EXTRACT |

○ ○ ○ ○

California continues to rank last, or so near the bottom that it makes no difference, in quality-of-life lists, and it’s not quite clear if the news has made it to Sacramento yet. Because there are no efforts being made to turn things around.
Instead, it seems the majority of lawmakers is determined to stay on the path that leads directly to a great fall.
The most recent list that should embarrass policymakers is from WalletHub, which ranks California as 47th on its list of “2019’s Best & Worst States to Drive in.” It’s likely all that was standing between that and a dead-last finish is California’s No. 1 rank as the state with both the fewest days of precipitation and the most car washes per capita. This is just the sort of oddball juxtaposition we might expect from California.
With this in mind, here’s what else we know about California:
- It is among the hottest of Judicial Hellholes, and has been since 2012. Only in Florida are the civil courtrooms more devilish.
- The state’s business tax climate is also 49th.
- For 14 years running, California has been the worst state in which to do business.
- It can do no better than a miserable 48th in a ranking of Freedom in the 50 States, the same lowly station it has wallowed in since 2011.

○ ○ ○ ○

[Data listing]
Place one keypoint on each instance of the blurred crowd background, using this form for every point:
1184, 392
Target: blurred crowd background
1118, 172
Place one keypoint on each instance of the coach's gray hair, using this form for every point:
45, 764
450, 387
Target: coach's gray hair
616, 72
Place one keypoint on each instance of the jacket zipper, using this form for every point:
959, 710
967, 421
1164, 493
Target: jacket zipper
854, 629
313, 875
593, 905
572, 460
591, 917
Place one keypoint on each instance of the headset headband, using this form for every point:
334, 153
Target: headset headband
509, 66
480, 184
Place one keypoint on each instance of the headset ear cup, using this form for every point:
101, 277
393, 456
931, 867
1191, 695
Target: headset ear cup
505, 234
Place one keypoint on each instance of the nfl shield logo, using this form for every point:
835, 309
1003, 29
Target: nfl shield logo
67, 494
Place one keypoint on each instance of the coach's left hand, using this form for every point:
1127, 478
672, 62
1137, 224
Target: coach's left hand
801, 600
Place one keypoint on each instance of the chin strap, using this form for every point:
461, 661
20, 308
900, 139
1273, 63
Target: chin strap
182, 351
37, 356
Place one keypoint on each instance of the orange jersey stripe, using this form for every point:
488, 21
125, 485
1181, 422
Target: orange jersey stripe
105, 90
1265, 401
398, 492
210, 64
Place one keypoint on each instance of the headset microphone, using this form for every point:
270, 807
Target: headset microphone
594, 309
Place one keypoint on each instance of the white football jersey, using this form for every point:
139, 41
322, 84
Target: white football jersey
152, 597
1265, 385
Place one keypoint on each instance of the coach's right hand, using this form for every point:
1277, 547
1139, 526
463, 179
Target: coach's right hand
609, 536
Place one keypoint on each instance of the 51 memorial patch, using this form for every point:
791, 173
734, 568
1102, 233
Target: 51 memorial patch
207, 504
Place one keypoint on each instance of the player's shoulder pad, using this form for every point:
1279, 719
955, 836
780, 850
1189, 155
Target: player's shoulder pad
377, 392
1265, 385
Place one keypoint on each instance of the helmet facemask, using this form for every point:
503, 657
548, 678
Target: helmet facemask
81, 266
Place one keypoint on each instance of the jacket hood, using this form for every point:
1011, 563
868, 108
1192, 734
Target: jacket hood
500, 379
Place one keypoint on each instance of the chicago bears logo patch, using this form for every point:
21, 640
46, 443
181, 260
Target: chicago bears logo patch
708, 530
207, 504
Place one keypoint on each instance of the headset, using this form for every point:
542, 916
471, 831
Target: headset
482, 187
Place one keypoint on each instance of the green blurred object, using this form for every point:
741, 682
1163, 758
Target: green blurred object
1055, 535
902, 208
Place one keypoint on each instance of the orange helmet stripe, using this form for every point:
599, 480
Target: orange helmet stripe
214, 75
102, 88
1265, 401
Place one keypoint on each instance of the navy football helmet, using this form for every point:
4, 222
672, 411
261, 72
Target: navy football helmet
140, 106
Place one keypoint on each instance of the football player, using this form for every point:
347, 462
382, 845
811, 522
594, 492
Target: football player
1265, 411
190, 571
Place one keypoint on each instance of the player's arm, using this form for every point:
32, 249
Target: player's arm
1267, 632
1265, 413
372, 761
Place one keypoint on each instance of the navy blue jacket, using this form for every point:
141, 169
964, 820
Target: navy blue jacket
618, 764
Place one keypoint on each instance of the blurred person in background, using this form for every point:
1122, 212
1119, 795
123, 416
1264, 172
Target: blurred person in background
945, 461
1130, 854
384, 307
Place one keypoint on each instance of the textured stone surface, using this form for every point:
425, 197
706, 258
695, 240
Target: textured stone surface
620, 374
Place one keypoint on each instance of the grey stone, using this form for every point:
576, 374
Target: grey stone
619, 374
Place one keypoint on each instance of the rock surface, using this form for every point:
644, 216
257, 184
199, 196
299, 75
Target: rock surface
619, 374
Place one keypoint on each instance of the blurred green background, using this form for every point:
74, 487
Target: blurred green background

○ ○ ○ ○

TO BE DONE |
**1)** Reproduce the stretch of the passage on California's rankings from "With this in" through "is also 49th.".
**2)** Answer these questions from the passage on California's rankings:
(a) Which organization produced the list placing California 47th among states to drive in?
(b) Since what year has California been among the Judicial Hellholes?
(c) Where does California rank in the ranking of Freedom in the 50 States?
**3)** Resume the passage on California's rankings after its final sentence.

RESULTS IN ORDER |
**1)**
With this in mind, here’s what else we know about California:
- It is among the hottest of Judicial Hellholes, and has been since 2012. Only in Florida are the civil courtrooms more devilish.
- The state’s business tax climate is also 49th.

**2)**
(a) WalletHub
(b) 2012
(c) 48th

**3)**
- No other state burdens small businesses with more regulation than California.
- Forty-one states have better roads and highways, as measured by a number of variables, including pavement conditions, deficient bridges, traffic congestion, and fatality rates.
- The state’s largest city has the most congested roads on Earth, and is home to six cities in total that are in the bottom 10 percent worldwide in traffic delays.
- It has the highest poverty rate in the country.
- And it is one of the worst, no better than 15th from the bottom and maybe even 49th, in the hurdles it places on workers applying for occupational licenses.
Californians are also suffering through arguably the most grim and intractable housing crisis in America; carrying the weight of runaway public-employee pensions; dealing with the nation’s most discouraging homeless problem; yoked to a broken income-tax system; and quitting for states where opportunities aren’t snuffed out by hyperactive government.
While these and host of other problems continue to fester, Sacramento in recent years is/has been busy:
- Banning straws.
- Banning single-use plastic bags.
- Fighting global warming, which it can do nothing about.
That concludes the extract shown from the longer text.